### WHAT THE TASK ASKS
Please give the title of the bill that, according to the editorial on North Carolina government transparency, Sens. Bill Rabon and Norm Sanderson were set to introduce.

### GIVEN PASSAGE
----------
For more than 50 years, transparency of North Carolina government has been badly hindered by the lack of public access to arguably the most important government records — those surrounding the hiring, promotion, suspension, demotion, termination or discipline of state and local government employees. And yet public access to these records — vital to holding public employees from teachers to law officers to DOT dump truck drivers accountable— is guaranteed by law in the states surrounding North Carolina plus some 35 others.
This sad state of public affairs could change, thanks to a bill soon to be introduced in the General Assembly by Sens. Bill Rabon (R-Brunswick) and Norm Sanderson (R-Craven). The bill, entitled the Government Transparency Act of 2021, would crack the door slightly by allowing the public to see the reasons for terminating, promoting, suspending, demoting or disciplining a government employee. In states with aggressive sunshine laws, that may seem incremental. In North Carolina, it’s a sea change that we heartily applaud.
In a distorted twist of logic on the subject, other General Assembly members filed a bill at the behest of N.C. Attorney General Josh Stein this week that would reinforce, not topple, the wall of secrecy blocking access to public employee misconduct records. The Stein-endorsed bill would create a pair of databases to store law enforcement disciplinary and use-of-force incident records. Law enforcement agencies could access them while the public could not.
The spirit behind the Stein bill is the opposite of government transparency. The attorney general costumes the database of law officer misconduct as criminal justice reform. But by barring the public from seeing these records — access routinely permitted in 40 states — North Carolinians would remain in the dark about the records of those who police their streets and manage their state and local law enforcement agencies. Stein’s measure is a secrecy bill, not a transparency bill.
Instead of inspiring public confidence in government, blocking public access to government personnel records of this kind simply creates suspicion and mistrust. And that erodes our public institutions, which are by and large with principled and dedicated people.
The Senate sponsors behind the real government transparency measure recognize the need to cast aside a culture of secrecy that locks away government employee personnel records. The current policy prevents North Carolinians from gaining access to information that would help distinguish good teachers and law officers from bad ones. Thankfully, the wind in Raleigh may be shifting. The bill by Rabon and Sanderson charts a course for renewed public confidence in government through real transparency.
----------
### DATASET CONTENT
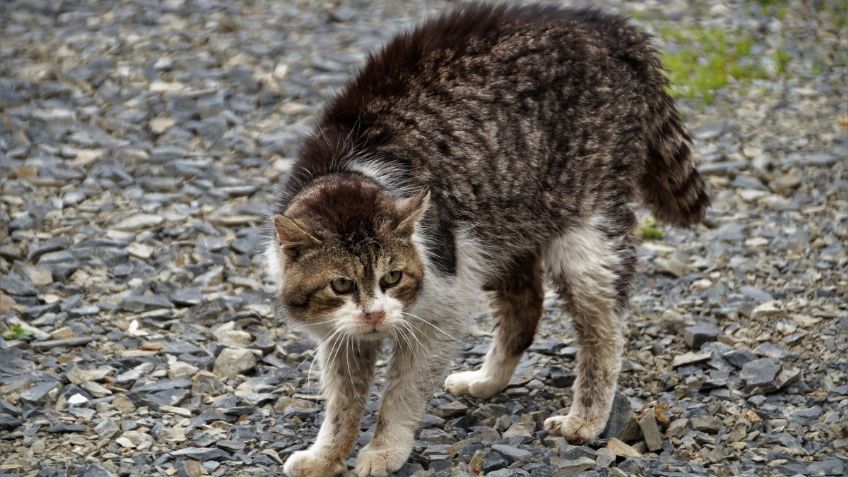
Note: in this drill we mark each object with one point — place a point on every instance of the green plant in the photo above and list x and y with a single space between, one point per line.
647 228
701 61
16 332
----------
### ANSWER TO THIS PROBLEM
The Government Transparency Act of 2021.